_RECORD EXTRACTS:_
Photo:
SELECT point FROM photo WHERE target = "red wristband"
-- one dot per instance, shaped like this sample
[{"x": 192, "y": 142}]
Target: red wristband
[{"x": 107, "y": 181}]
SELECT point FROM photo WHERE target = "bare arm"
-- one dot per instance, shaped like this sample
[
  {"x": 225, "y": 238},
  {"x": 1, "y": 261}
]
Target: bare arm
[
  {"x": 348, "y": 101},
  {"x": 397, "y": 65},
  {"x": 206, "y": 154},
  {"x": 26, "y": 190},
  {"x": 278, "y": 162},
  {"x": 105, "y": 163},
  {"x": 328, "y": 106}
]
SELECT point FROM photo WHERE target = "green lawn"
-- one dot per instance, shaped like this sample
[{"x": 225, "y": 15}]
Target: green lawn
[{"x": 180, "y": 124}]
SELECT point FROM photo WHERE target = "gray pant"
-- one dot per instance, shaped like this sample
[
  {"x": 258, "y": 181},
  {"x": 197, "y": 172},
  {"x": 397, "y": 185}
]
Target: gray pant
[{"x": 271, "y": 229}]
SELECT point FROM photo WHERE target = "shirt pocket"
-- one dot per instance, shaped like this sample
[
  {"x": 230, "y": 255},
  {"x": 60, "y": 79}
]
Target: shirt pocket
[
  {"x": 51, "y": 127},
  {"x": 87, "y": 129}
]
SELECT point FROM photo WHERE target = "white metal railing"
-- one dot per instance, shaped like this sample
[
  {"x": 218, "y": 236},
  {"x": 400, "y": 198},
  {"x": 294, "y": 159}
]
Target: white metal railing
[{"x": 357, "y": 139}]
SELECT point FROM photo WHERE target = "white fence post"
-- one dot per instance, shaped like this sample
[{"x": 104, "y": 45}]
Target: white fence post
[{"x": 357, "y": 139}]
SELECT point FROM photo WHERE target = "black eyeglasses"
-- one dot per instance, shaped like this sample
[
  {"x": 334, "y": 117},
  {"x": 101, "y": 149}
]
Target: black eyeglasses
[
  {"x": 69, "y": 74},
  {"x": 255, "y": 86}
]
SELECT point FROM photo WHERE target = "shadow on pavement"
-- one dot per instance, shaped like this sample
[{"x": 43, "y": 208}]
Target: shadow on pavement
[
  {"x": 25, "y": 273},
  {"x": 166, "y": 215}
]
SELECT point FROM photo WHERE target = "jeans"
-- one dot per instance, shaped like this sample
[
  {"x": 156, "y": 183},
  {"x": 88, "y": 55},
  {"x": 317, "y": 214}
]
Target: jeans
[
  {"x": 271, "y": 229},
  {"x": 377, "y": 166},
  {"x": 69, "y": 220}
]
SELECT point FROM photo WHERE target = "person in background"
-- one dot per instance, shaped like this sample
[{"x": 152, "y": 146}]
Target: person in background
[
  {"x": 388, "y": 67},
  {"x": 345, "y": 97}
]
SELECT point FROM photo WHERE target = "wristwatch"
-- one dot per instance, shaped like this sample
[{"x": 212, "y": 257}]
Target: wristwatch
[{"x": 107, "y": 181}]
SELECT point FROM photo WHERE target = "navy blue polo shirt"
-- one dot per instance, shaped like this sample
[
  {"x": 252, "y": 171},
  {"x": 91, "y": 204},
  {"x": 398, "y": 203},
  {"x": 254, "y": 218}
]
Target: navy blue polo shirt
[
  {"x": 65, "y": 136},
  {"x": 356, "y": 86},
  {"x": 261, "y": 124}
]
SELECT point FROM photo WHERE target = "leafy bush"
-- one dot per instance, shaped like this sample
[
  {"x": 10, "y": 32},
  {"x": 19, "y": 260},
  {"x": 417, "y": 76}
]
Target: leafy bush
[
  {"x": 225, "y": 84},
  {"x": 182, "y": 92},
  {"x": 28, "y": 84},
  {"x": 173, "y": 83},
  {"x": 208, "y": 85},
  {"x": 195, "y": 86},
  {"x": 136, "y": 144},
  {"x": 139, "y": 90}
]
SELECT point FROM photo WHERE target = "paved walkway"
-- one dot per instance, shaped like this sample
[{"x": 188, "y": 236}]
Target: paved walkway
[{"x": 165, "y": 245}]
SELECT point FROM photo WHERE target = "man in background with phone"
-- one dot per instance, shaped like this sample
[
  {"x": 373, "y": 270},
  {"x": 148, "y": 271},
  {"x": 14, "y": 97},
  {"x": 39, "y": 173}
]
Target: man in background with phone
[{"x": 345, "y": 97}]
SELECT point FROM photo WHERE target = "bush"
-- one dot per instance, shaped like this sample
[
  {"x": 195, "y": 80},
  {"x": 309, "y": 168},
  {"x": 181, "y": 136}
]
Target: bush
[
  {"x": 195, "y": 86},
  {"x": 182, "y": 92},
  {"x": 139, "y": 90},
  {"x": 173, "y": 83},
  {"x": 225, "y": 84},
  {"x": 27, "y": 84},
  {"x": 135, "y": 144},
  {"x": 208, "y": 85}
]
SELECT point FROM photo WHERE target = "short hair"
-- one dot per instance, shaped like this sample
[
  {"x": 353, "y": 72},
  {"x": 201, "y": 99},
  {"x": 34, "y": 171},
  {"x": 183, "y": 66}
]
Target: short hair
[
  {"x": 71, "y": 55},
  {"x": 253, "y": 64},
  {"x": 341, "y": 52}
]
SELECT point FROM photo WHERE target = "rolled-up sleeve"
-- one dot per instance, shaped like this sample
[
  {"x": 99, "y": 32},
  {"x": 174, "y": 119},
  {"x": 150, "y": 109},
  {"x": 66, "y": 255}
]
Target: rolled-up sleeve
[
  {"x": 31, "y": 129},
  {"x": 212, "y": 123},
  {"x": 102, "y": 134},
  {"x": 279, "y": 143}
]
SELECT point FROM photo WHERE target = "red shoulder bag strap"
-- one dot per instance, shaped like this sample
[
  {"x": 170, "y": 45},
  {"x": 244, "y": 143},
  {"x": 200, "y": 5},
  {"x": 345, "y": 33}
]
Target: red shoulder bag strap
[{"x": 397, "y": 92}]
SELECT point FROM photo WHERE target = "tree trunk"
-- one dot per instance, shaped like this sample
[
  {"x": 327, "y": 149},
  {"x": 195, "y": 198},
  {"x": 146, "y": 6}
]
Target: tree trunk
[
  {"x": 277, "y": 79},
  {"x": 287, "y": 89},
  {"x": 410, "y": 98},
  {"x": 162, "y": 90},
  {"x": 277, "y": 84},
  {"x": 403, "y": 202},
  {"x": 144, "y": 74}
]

_TASK INSTRUCTIONS:_ The records above are to be transcribed exactly, with nothing left out.

_RESPONSE:_
Photo:
SELECT point FROM photo WHERE target = "red wristband"
-- one dot per instance, shaped like this sample
[{"x": 192, "y": 142}]
Target: red wristband
[{"x": 107, "y": 181}]
SELECT point FROM photo WHERE target = "bare arm"
-- one dot per instance, shaped like this sample
[
  {"x": 225, "y": 238},
  {"x": 1, "y": 261}
]
Target: bare arm
[
  {"x": 348, "y": 101},
  {"x": 397, "y": 65},
  {"x": 206, "y": 154},
  {"x": 26, "y": 190},
  {"x": 278, "y": 162},
  {"x": 105, "y": 163},
  {"x": 328, "y": 106}
]
SELECT point FROM photo WHERE target = "green lawn"
-- one dot per instance, shaped like this sample
[{"x": 225, "y": 15}]
Target: green lawn
[{"x": 180, "y": 124}]
SELECT point FROM photo WHERE target = "gray pant"
-- one dot per instance, shaped like this sample
[
  {"x": 258, "y": 181},
  {"x": 197, "y": 172},
  {"x": 397, "y": 185}
]
Target: gray pant
[{"x": 271, "y": 229}]
SELECT point FROM photo WHERE target = "shirt pocket"
-- one dot per instance, shaped like this sample
[
  {"x": 230, "y": 255},
  {"x": 60, "y": 79}
]
Target: shirt pocket
[
  {"x": 51, "y": 127},
  {"x": 87, "y": 129}
]
SELECT point FROM photo WHERE target = "white metal railing"
-- one dot per instance, shaped like this sample
[
  {"x": 218, "y": 236},
  {"x": 400, "y": 198},
  {"x": 294, "y": 159}
]
Target: white metal railing
[{"x": 357, "y": 139}]
SELECT point FROM photo WHERE target = "white fence post"
-- one dot per instance, shaped like this sample
[{"x": 104, "y": 45}]
Target: white fence post
[{"x": 357, "y": 139}]
SELECT point FROM photo WHERE target = "black eyeglasses"
-- one dot per instance, shaped like this sample
[
  {"x": 334, "y": 117},
  {"x": 101, "y": 149}
]
Target: black eyeglasses
[
  {"x": 69, "y": 74},
  {"x": 255, "y": 86}
]
SELECT point FROM photo WHERE target = "shadow on pavement"
-- one dot per instance, shaped like this sample
[{"x": 43, "y": 208}]
Target: shadow on pavement
[
  {"x": 25, "y": 273},
  {"x": 166, "y": 215}
]
SELECT point FROM photo WHERE target = "jeans"
-- one dot per instance, shaped like this sample
[
  {"x": 156, "y": 183},
  {"x": 88, "y": 55},
  {"x": 317, "y": 214}
]
Target: jeans
[
  {"x": 271, "y": 229},
  {"x": 377, "y": 166},
  {"x": 69, "y": 220}
]
SELECT point FROM photo WHERE target = "person in background"
-- one dot per instance, shaped like this sample
[{"x": 152, "y": 146}]
Target: person in background
[
  {"x": 388, "y": 67},
  {"x": 345, "y": 97}
]
SELECT point FROM photo WHERE target = "wristwatch"
-- one dot per instance, shaped like this sample
[{"x": 212, "y": 257}]
Target: wristwatch
[{"x": 107, "y": 181}]
SELECT point FROM photo WHERE target = "navy blue polo shirt"
-- one dot per instance, shaped like this sample
[
  {"x": 252, "y": 171},
  {"x": 91, "y": 204},
  {"x": 398, "y": 203},
  {"x": 254, "y": 218}
]
Target: navy blue polo shirt
[
  {"x": 65, "y": 136},
  {"x": 356, "y": 86},
  {"x": 261, "y": 124}
]
SELECT point FROM photo WHERE target = "leafy bush"
-- one dot per instance, shaped like this sample
[
  {"x": 10, "y": 32},
  {"x": 19, "y": 260},
  {"x": 417, "y": 76}
]
Target: leafy bush
[
  {"x": 225, "y": 84},
  {"x": 182, "y": 92},
  {"x": 28, "y": 84},
  {"x": 173, "y": 83},
  {"x": 208, "y": 85},
  {"x": 195, "y": 86},
  {"x": 136, "y": 144},
  {"x": 139, "y": 90}
]
SELECT point FROM photo WHERE target = "paved walkway"
-- one dot per instance, shaped like this sample
[{"x": 188, "y": 236}]
Target: paved walkway
[{"x": 165, "y": 245}]
SELECT point FROM photo WHERE target = "man in background with phone"
-- one dot per instance, shaped like this sample
[
  {"x": 373, "y": 270},
  {"x": 148, "y": 271},
  {"x": 14, "y": 97},
  {"x": 39, "y": 173}
]
Target: man in background with phone
[{"x": 345, "y": 97}]
SELECT point FROM photo WHERE target = "bush"
-- one dot per instance, shaped like this sample
[
  {"x": 195, "y": 80},
  {"x": 309, "y": 168},
  {"x": 181, "y": 136}
]
Target: bush
[
  {"x": 195, "y": 86},
  {"x": 182, "y": 92},
  {"x": 139, "y": 90},
  {"x": 173, "y": 83},
  {"x": 225, "y": 84},
  {"x": 27, "y": 84},
  {"x": 135, "y": 144},
  {"x": 208, "y": 85}
]
SELECT point FROM photo WHERE target = "short hair"
-- one dot per instance, shaped like this sample
[
  {"x": 353, "y": 72},
  {"x": 201, "y": 99},
  {"x": 34, "y": 171},
  {"x": 183, "y": 66}
]
Target: short hair
[
  {"x": 71, "y": 55},
  {"x": 253, "y": 64},
  {"x": 341, "y": 52}
]
SELECT point FROM photo WHERE target = "rolled-up sleeve"
-- one dot per instance, shaped like this sample
[
  {"x": 99, "y": 32},
  {"x": 174, "y": 119},
  {"x": 150, "y": 109},
  {"x": 66, "y": 255}
]
Target: rolled-up sleeve
[
  {"x": 31, "y": 129},
  {"x": 212, "y": 123},
  {"x": 102, "y": 134},
  {"x": 279, "y": 143}
]
SELECT point FROM photo WHERE target = "red shoulder bag strap"
-- one dot per instance, shaped like this sample
[
  {"x": 170, "y": 45},
  {"x": 244, "y": 143},
  {"x": 200, "y": 5},
  {"x": 345, "y": 33}
]
Target: red shoulder bag strap
[{"x": 397, "y": 92}]
SELECT point FROM photo WHERE target = "tree trunk"
-- one dot per instance, shaped like this sample
[
  {"x": 327, "y": 149},
  {"x": 195, "y": 198},
  {"x": 146, "y": 6}
]
Target: tree trunk
[
  {"x": 277, "y": 79},
  {"x": 287, "y": 89},
  {"x": 410, "y": 98},
  {"x": 162, "y": 90},
  {"x": 277, "y": 84},
  {"x": 403, "y": 202},
  {"x": 144, "y": 74}
]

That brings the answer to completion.